- Opening Delimiter -

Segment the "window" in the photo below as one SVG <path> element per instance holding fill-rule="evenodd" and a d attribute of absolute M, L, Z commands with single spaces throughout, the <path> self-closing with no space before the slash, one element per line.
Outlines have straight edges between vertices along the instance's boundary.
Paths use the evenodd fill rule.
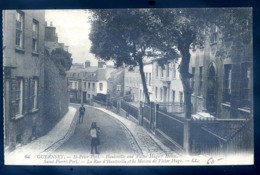
<path fill-rule="evenodd" d="M 194 80 L 195 80 L 195 67 L 192 67 L 192 78 L 191 78 L 191 85 L 190 85 L 190 87 L 191 87 L 191 90 L 192 90 L 192 92 L 194 93 Z"/>
<path fill-rule="evenodd" d="M 214 44 L 217 42 L 217 40 L 218 40 L 218 28 L 217 28 L 217 26 L 214 26 L 213 32 L 211 35 L 211 43 Z"/>
<path fill-rule="evenodd" d="M 24 30 L 24 13 L 16 11 L 16 40 L 15 44 L 19 48 L 23 48 L 23 30 Z"/>
<path fill-rule="evenodd" d="M 92 83 L 92 90 L 95 90 L 95 83 Z"/>
<path fill-rule="evenodd" d="M 121 85 L 116 85 L 116 91 L 121 92 Z"/>
<path fill-rule="evenodd" d="M 103 83 L 99 83 L 99 90 L 103 91 Z"/>
<path fill-rule="evenodd" d="M 161 66 L 161 78 L 163 78 L 163 67 Z"/>
<path fill-rule="evenodd" d="M 90 83 L 88 83 L 88 89 L 90 90 Z"/>
<path fill-rule="evenodd" d="M 241 107 L 251 106 L 251 66 L 249 63 L 241 64 Z"/>
<path fill-rule="evenodd" d="M 195 69 L 194 69 L 195 71 Z M 199 91 L 198 96 L 202 96 L 202 87 L 203 87 L 203 67 L 199 67 Z"/>
<path fill-rule="evenodd" d="M 158 66 L 158 64 L 156 64 L 156 77 L 158 77 L 159 76 L 159 66 Z"/>
<path fill-rule="evenodd" d="M 33 95 L 33 104 L 32 104 L 32 109 L 37 109 L 38 108 L 38 79 L 34 78 L 32 81 L 33 85 L 33 89 L 32 89 L 32 95 Z"/>
<path fill-rule="evenodd" d="M 149 86 L 151 86 L 152 82 L 151 82 L 151 78 L 152 78 L 152 73 L 149 73 Z"/>
<path fill-rule="evenodd" d="M 183 104 L 183 92 L 180 92 L 180 104 Z"/>
<path fill-rule="evenodd" d="M 148 80 L 148 73 L 146 72 L 146 73 L 145 73 L 145 83 L 146 83 L 146 84 L 148 83 L 147 80 Z"/>
<path fill-rule="evenodd" d="M 84 88 L 85 89 L 87 88 L 87 82 L 84 82 Z"/>
<path fill-rule="evenodd" d="M 227 103 L 230 103 L 230 99 L 231 99 L 231 72 L 232 72 L 231 64 L 224 65 L 223 101 Z"/>
<path fill-rule="evenodd" d="M 38 45 L 39 45 L 39 22 L 33 20 L 32 49 L 34 52 L 38 52 Z"/>
<path fill-rule="evenodd" d="M 173 90 L 172 91 L 172 103 L 174 103 L 175 102 L 175 91 Z"/>
<path fill-rule="evenodd" d="M 157 99 L 158 98 L 158 88 L 155 87 L 155 98 Z"/>
<path fill-rule="evenodd" d="M 163 89 L 160 88 L 160 100 L 162 100 L 162 99 L 163 99 Z"/>
<path fill-rule="evenodd" d="M 78 88 L 77 86 L 78 86 L 77 82 L 74 82 L 74 87 L 75 87 L 75 89 Z"/>
<path fill-rule="evenodd" d="M 72 82 L 69 82 L 69 86 L 70 86 L 70 88 L 72 88 Z"/>
<path fill-rule="evenodd" d="M 170 75 L 170 68 L 169 68 L 169 64 L 166 65 L 166 77 L 169 78 Z"/>
<path fill-rule="evenodd" d="M 176 64 L 172 65 L 172 78 L 175 79 L 176 78 Z"/>
<path fill-rule="evenodd" d="M 16 96 L 15 96 L 15 114 L 22 115 L 23 113 L 23 79 L 16 80 Z"/>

- Closing Delimiter -

Task directions: Write the listing out exactly, apart from its pictures.

Task answer:
Segment the "window" in the photo below as one SVG <path> element per instance holding fill-rule="evenodd" and a d attribute of absolute M, L, Z commands with single spaces throughout, the <path> self-closing with no space before the slash, one element per line.
Outlines have straight edges between vertices along the instance's boundary.
Paths use the evenodd fill rule.
<path fill-rule="evenodd" d="M 194 80 L 195 80 L 195 67 L 192 67 L 192 78 L 191 78 L 191 85 L 190 85 L 190 87 L 191 87 L 191 90 L 192 90 L 192 92 L 194 93 Z"/>
<path fill-rule="evenodd" d="M 214 44 L 217 42 L 217 40 L 218 40 L 218 28 L 217 28 L 217 26 L 214 26 L 213 32 L 211 35 L 211 43 Z"/>
<path fill-rule="evenodd" d="M 24 30 L 24 13 L 16 11 L 16 40 L 15 44 L 19 48 L 23 48 L 23 30 Z"/>
<path fill-rule="evenodd" d="M 92 83 L 92 90 L 95 90 L 95 83 Z"/>
<path fill-rule="evenodd" d="M 121 85 L 116 85 L 116 91 L 121 92 Z"/>
<path fill-rule="evenodd" d="M 103 83 L 99 83 L 99 90 L 103 91 Z"/>
<path fill-rule="evenodd" d="M 161 66 L 161 78 L 163 78 L 163 67 Z"/>
<path fill-rule="evenodd" d="M 90 83 L 88 83 L 88 89 L 90 90 Z"/>
<path fill-rule="evenodd" d="M 241 107 L 251 106 L 251 66 L 249 63 L 241 64 Z"/>
<path fill-rule="evenodd" d="M 195 69 L 194 69 L 195 71 Z M 199 91 L 198 96 L 202 96 L 202 87 L 203 87 L 203 67 L 199 67 Z"/>
<path fill-rule="evenodd" d="M 158 66 L 158 64 L 156 64 L 156 77 L 158 77 L 159 76 L 159 66 Z"/>
<path fill-rule="evenodd" d="M 33 95 L 33 104 L 32 104 L 32 109 L 37 109 L 38 108 L 38 79 L 34 78 L 32 81 L 33 85 L 33 89 L 32 89 L 32 95 Z"/>
<path fill-rule="evenodd" d="M 149 86 L 151 86 L 152 82 L 151 82 L 151 78 L 152 78 L 152 73 L 149 73 Z"/>
<path fill-rule="evenodd" d="M 183 104 L 183 92 L 180 92 L 180 104 Z"/>
<path fill-rule="evenodd" d="M 148 80 L 148 73 L 146 72 L 146 73 L 145 73 L 145 83 L 146 83 L 146 84 L 148 83 L 147 80 Z"/>
<path fill-rule="evenodd" d="M 84 88 L 85 89 L 87 88 L 87 82 L 84 82 Z"/>
<path fill-rule="evenodd" d="M 227 103 L 230 103 L 230 99 L 231 99 L 231 72 L 232 72 L 231 64 L 224 65 L 223 101 Z"/>
<path fill-rule="evenodd" d="M 38 45 L 39 45 L 39 22 L 33 20 L 32 49 L 34 52 L 38 52 Z"/>
<path fill-rule="evenodd" d="M 173 90 L 172 91 L 172 103 L 174 103 L 175 102 L 175 91 Z"/>
<path fill-rule="evenodd" d="M 157 99 L 158 98 L 158 88 L 155 87 L 155 98 Z"/>
<path fill-rule="evenodd" d="M 163 89 L 160 88 L 160 100 L 162 100 L 162 99 L 163 99 Z"/>
<path fill-rule="evenodd" d="M 78 88 L 77 86 L 78 86 L 77 82 L 74 82 L 74 87 L 75 87 L 75 89 Z"/>
<path fill-rule="evenodd" d="M 72 82 L 69 82 L 69 86 L 70 86 L 70 88 L 72 88 Z"/>
<path fill-rule="evenodd" d="M 170 75 L 170 68 L 169 68 L 169 64 L 166 65 L 166 77 L 169 78 Z"/>
<path fill-rule="evenodd" d="M 176 64 L 172 65 L 172 78 L 175 79 L 176 78 Z"/>
<path fill-rule="evenodd" d="M 16 96 L 15 96 L 15 114 L 22 115 L 23 113 L 23 79 L 16 80 Z"/>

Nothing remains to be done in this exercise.